This application visualizes Collatz-like processes modulo P as interactive graphs. It explores generalized sequences where odd numbers follow the rule Nx + M instead of the standard 3x + 1.

Mathematical Background

The Collatz conjecture involves iterating the function:

• If x is even: x → x/2
• If x is odd: x → 3x + 1

This application generalizes this to Nx + M for odd numbers and visualizes the resulting directed graph modulo P.

The graph represents the dynamics of this generalized Collatz function on residue classes modulo P. Each node represents a residue class [i] = {i + kP | k ∈ ℤ}, and edges represent the function transitions between these classes.

Parameters

• Modulo (P): The modular arithmetic base. All calculations are done modulo P.
• N: Multiplier for odd numbers (must be odd to ensure the function is well-defined)
• M: Additive constant for odd numbers (must be odd to ensure odd numbers map to even numbers)

· · · · ·

Carry on the description of the generalized Collatz graph application, beginning immediately after its entry for the parameter M.

Provided data:
· · · · ·

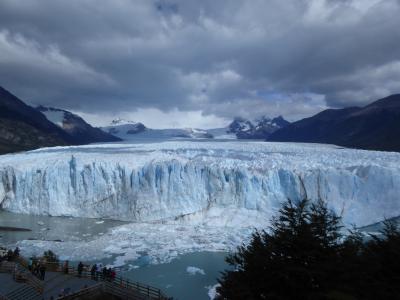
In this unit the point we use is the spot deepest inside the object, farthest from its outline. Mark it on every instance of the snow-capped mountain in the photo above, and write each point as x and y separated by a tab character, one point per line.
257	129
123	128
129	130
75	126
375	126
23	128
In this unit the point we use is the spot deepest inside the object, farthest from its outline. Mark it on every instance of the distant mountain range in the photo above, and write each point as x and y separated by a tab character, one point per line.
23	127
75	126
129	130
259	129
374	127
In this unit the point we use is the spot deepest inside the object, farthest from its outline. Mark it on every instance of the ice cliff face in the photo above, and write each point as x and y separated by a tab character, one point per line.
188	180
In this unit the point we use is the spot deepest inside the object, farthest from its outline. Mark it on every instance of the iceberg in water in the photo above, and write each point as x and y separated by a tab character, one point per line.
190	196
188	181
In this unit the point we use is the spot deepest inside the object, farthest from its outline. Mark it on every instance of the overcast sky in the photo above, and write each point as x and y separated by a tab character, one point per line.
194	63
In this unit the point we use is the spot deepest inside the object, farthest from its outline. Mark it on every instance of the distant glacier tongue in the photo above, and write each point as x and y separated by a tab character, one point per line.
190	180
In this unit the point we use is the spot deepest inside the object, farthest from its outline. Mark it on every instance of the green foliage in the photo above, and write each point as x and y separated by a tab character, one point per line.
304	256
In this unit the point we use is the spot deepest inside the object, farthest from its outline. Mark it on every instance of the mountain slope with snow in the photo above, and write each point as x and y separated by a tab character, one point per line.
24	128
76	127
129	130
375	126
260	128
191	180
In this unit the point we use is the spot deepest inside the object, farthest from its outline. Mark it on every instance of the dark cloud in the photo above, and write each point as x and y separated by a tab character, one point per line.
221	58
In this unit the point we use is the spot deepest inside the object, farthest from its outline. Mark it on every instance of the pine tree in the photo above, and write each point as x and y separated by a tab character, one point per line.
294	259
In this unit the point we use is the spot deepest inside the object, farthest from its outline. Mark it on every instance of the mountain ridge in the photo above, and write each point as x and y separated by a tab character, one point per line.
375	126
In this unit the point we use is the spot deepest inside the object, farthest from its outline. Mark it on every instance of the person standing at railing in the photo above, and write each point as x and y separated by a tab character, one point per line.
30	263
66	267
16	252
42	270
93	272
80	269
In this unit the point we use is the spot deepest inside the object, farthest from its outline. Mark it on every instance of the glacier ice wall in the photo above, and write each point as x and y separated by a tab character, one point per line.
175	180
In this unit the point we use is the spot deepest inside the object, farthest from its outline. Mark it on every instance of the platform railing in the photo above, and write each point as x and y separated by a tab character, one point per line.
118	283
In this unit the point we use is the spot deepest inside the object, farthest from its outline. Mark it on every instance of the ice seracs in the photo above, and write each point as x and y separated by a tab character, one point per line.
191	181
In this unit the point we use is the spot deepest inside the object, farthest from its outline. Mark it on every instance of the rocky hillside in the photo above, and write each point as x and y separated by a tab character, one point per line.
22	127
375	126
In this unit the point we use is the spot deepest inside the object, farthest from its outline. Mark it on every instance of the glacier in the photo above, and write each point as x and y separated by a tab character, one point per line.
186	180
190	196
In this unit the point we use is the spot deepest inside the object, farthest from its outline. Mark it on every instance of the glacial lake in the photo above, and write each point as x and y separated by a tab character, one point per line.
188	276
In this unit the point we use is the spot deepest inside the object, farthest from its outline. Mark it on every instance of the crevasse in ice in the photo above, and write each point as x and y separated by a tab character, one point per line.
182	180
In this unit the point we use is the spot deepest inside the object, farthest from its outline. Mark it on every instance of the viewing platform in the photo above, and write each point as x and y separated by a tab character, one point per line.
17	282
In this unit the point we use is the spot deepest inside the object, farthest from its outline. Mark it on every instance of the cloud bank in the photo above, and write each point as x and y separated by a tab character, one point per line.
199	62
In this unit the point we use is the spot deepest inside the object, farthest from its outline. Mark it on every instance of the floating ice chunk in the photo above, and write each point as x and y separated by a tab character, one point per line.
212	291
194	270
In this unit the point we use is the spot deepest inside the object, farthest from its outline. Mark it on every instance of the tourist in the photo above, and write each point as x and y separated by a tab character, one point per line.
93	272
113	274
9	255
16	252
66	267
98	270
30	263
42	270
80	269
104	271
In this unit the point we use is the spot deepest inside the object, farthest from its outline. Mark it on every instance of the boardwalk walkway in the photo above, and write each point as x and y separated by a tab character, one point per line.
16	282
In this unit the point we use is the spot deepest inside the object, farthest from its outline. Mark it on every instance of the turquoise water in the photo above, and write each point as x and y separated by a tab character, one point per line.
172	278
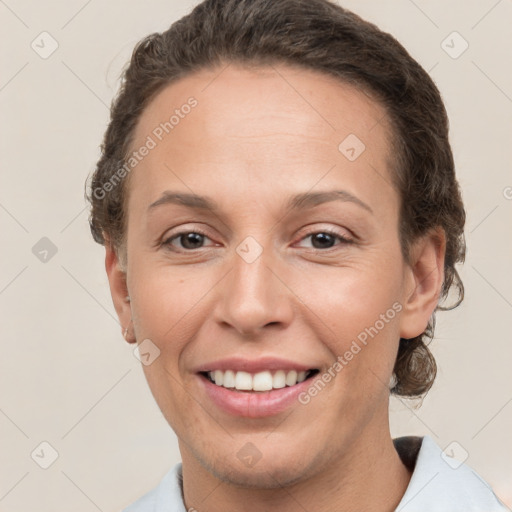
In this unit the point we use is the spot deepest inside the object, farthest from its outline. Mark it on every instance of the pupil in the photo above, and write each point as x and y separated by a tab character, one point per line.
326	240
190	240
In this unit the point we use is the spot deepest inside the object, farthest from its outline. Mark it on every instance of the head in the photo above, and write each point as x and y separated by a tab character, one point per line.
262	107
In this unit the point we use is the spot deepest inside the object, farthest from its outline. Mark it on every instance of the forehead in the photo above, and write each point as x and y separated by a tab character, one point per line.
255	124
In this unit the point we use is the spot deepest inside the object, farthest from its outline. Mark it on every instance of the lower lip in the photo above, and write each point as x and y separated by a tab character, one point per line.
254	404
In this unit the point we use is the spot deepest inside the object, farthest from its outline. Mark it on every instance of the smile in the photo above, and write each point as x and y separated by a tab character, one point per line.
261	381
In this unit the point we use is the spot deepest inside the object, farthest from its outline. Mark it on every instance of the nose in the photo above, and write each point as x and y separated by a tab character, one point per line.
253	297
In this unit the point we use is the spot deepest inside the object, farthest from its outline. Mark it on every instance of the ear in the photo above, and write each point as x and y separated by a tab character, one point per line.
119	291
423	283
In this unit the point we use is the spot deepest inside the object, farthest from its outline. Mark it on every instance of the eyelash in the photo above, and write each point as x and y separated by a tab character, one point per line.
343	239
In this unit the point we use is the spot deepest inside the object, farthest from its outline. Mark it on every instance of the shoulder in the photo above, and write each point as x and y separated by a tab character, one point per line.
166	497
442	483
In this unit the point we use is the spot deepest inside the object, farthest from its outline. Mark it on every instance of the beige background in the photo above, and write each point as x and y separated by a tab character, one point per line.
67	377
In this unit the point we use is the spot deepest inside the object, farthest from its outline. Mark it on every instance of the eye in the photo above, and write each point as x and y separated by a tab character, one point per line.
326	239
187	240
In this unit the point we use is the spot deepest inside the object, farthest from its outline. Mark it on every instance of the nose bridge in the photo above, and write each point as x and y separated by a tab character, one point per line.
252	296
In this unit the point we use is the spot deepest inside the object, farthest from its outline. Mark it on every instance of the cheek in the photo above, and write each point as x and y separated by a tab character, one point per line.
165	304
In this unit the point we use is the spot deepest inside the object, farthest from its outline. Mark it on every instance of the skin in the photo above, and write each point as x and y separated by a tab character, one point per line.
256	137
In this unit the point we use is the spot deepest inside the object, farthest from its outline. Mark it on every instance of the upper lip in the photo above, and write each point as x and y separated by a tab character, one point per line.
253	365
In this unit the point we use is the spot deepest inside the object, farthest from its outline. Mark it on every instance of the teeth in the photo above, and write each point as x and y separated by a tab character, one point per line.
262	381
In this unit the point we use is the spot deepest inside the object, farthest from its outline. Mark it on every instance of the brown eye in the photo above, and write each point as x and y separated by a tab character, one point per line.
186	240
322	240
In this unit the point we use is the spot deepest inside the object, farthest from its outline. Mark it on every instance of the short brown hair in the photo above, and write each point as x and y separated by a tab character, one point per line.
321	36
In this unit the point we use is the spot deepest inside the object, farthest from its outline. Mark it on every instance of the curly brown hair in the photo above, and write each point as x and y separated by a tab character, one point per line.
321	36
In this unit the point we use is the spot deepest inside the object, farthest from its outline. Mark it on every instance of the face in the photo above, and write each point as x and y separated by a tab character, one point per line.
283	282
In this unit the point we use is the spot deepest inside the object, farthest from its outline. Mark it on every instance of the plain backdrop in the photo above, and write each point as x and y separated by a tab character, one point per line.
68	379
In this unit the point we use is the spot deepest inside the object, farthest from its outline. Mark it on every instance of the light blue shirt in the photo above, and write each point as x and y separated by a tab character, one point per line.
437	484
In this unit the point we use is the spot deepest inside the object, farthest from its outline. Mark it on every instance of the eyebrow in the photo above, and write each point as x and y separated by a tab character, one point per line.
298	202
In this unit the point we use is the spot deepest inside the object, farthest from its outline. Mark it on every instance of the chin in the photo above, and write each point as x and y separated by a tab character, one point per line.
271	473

· · · · ·

Final result:
• Shortcut: When enabled, applies (Nx + M)/2 instead of Nx + M for odd numbers. This simulates the "shortcut" optimization used in Collatz analysis, where since Nx + M is always even (when x is odd and N,M are odd), we can immediately divide by 2. This effectively combines two iteration steps into one.

Cycles

• Search: Find cycles in the current Collatz process
• Click cycle: Highlight the cycle path on the graph

Graph Interpretation

• Nodes: Represent residue classes modulo P, labeled 0 to P-1. Each node [i] represents all integers congruent to i modulo P.
• Edges: Represent function transitions between residue classes according to the generalized Collatz rules.
• Solid edges: Transitions from odd residue classes via Nx + M (or (Nx + M)/2 if shortcut is enabled)
• Dashed edges: Transitions from even residue classes via x/2
• Node colors indicate parity:
  • When P is odd: All nodes are grey (parity is not well-defined since both even and odd numbers can belong to the same residue class)
  • When P is even:
    • White nodes: Even residue classes (contain only even numbers)
    • Black nodes: Odd residue classes (contain only odd numbers)

Special Cases

When P is a power of 2, the graph becomes a De Bruijn graph, and the symmetrize function applies a special transformation based on binary representations.

Toys

• P→2P: Double the modulo while preserving layout
• 2P→P: Halve the modulo (P must be even)
• Symmetrize: Apply central symmetry (requires P to be a power of 2)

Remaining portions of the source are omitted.